• [What you will do]:
1. Rewrite the paragraph of the clinical trials article that begins "Clinical trials are categorized" as a short bulleted list, keeping its main facts.
2. List every clinical trial phase that the clinical trials article names.
3. Write the next part of the clinical trials article, starting after its last sentence.

• [Selected extract]:
Clinical Trials: Finding Tomorrow's Treatments

April 5, 2022

The content here appears in H4TG's Guide to Caring for Yourself inside A Calendar to Live By 2022

Content provided by Virginia Oncology Associates

What Are Clinical Trials?

Clinical trials are research studies performed in people that aim to find out if a new treatment, like a drug or medical device, is safe and effective to use. Clinical trials are a primary way of improving the current standard of care followed by medical providers, according to Dr. Michael A. Danso, Medical Director and Research Director with Virginia Oncology Associates. “All standards of care of today were a clinical trial yesterday – what we do today creates the treatments of tomorrow.”

Clinical trials are categorized in one of four different phases. Most new cancer treatments will typically go through Phases I, II and III. Not all therapies have a Phase IV clinical trial because this phase is not always necessary. “In these phases we are looking to discover first, is this treatment safe? And then, is it a better standard of care? These are the questions we look to answer,” Dr. Danso explains.

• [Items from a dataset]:
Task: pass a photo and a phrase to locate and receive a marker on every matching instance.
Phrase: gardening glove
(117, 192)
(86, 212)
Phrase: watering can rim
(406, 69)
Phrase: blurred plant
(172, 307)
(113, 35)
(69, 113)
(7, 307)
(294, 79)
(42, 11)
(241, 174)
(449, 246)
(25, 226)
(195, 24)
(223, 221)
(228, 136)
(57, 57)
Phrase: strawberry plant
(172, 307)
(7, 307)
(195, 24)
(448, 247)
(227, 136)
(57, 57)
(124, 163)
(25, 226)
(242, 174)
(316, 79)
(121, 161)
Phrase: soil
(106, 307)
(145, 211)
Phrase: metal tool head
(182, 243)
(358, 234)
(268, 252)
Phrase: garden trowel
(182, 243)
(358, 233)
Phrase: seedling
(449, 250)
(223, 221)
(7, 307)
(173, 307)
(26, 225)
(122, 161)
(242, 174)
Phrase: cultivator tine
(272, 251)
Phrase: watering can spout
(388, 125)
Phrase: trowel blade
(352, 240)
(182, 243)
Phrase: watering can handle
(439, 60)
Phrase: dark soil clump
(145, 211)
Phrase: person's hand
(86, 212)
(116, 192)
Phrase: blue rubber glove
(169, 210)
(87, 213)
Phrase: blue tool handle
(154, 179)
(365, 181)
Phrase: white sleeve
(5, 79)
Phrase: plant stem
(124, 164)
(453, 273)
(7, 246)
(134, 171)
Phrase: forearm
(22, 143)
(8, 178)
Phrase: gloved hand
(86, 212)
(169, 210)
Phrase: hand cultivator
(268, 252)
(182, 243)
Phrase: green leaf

• [Exercise results]:
1.
- Clinical trials fall into one of four phases.
- Most new cancer treatments typically go through Phases I, II and III.
- Not every therapy has a Phase IV trial, since that phase is not always necessary.
- According to Dr. Danso, the phases first ask whether a treatment is safe, then whether it is a better standard of care.

2.
- Phase I
- Phase II
- Phase III
- Phase IV

3.
PLACEBOS. Many patients ask if there’s a chance that they will be given an inactive treatment, called a placebo. The use of placebos in cancer clinical trials is rare, but it does happen. In most trials, participants are either given the new treatment or they are given an existing treatment already approved to treat their cancer.

Participating in Clinical Trials

Today, clinical trial research is no longer conducted just at large university cancer centers or major hospitals, so more patients have easier access if they would like to participate in one without the need to travel as far.

Participating in clinical trials allows patients to access state-of-the-art investigational therapies while their own physician directs and closely monitors their care, so patients can remain at home near friends and family.

Cancer clinical trials are not just for patients who have stage IV, metastatic disease, according to Dr. Danso. “These studies can benefit all patients with cancer. With some therapies approved originally for stage IV, investigations may find that these are effective in an earlier stage. Often this improves patient outcome and survival.”

Clinical trials are available in most quality hospital systems, Dr. Danso says, so asking your provider is a good place to start to find out what is available; or visit the National Cancer Institute’s website to see all the currently enrolling trials.